### EXERCISE DATA:
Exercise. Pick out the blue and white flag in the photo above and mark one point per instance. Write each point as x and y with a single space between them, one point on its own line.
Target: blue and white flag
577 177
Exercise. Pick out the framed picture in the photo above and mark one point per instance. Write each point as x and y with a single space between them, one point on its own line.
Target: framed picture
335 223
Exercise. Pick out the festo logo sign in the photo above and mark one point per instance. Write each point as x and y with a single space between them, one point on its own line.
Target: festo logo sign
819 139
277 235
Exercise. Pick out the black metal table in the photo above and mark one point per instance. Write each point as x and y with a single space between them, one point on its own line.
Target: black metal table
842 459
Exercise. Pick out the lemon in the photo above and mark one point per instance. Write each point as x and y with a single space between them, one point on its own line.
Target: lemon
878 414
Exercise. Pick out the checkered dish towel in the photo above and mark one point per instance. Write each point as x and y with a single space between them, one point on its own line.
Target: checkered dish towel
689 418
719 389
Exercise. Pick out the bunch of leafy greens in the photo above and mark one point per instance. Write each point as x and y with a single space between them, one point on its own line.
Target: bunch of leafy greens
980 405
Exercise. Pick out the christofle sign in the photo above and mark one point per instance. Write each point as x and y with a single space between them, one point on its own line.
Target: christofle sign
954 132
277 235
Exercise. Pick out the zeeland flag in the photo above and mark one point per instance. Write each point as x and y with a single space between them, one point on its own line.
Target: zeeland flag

---

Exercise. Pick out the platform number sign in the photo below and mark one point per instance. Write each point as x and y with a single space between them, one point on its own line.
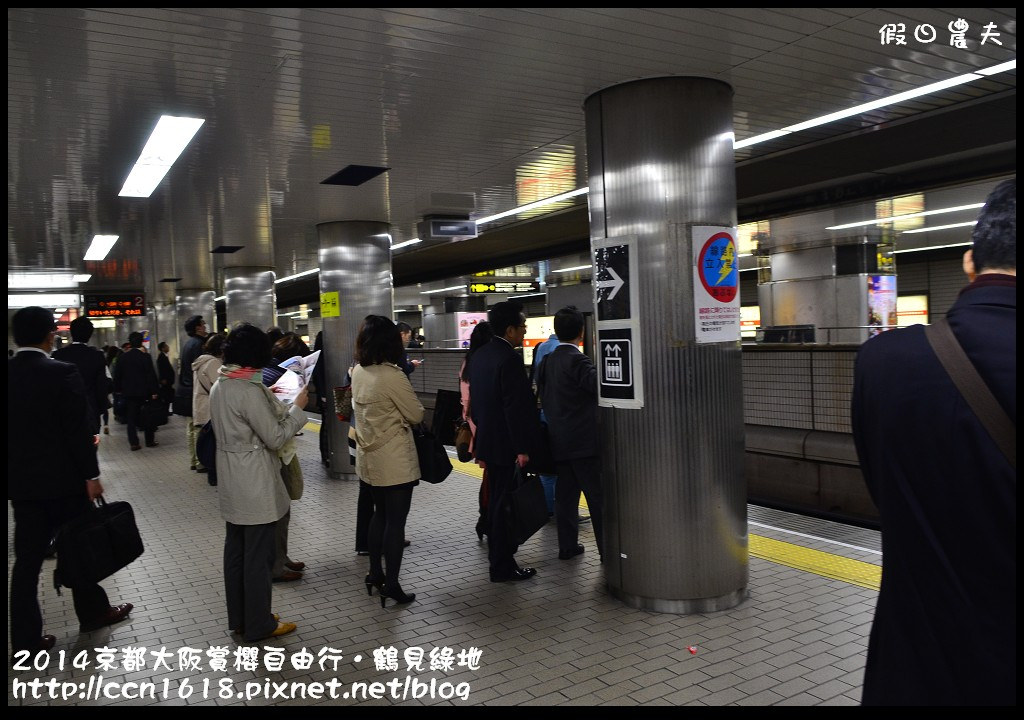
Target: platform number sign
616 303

...

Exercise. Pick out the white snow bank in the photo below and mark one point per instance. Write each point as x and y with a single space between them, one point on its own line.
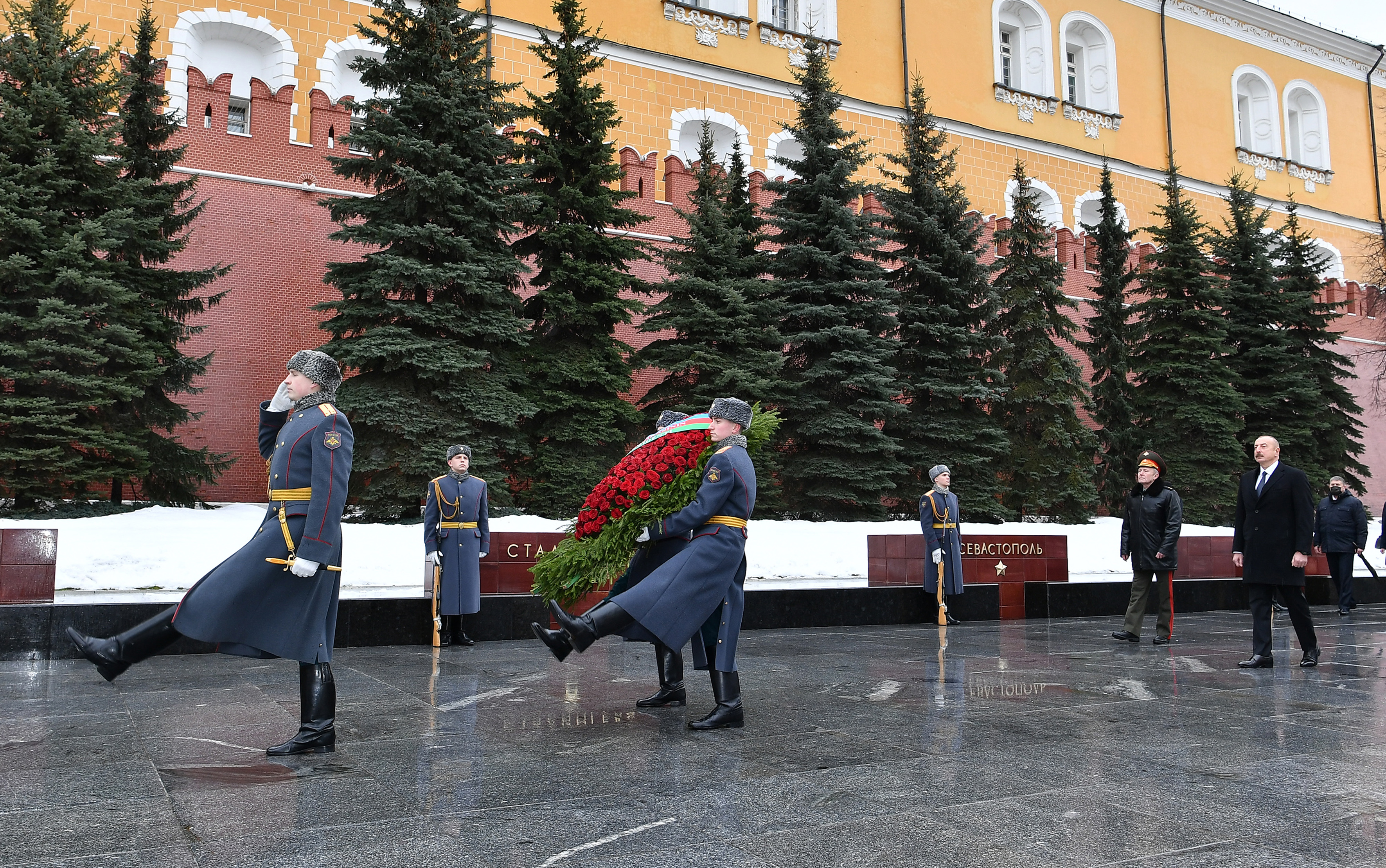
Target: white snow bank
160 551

### WORK TO BE COMPLETED:
Rewrite the part of the records that opens with the line containing "Exercise. Pick out the bunch" and closes with the line containing "Target: zeeland flag", replacing "leafy greens" with "salad greens" and leaving everything else unchanged. Give back only those lines.

### SOLUTION TO THE EXERCISE:
Exercise. Pick out the bunch of salad greens in the photo above and mark one point per instance. Write each point as x and y with a single space between them, one point on its own line.
Target: bunch of salad greens
980 405
Exercise. Pick out the christofle sign in the photo above and mark one point per instance. Write each point as x and y with a single space between them, one point on its own line.
Target: christofle sign
954 132
277 235
Exercise. Pick out the zeeland flag in the photo above and mark one point per instance. Write each point as x and y with a single space between them, one point on its own line.
Target: zeeland flag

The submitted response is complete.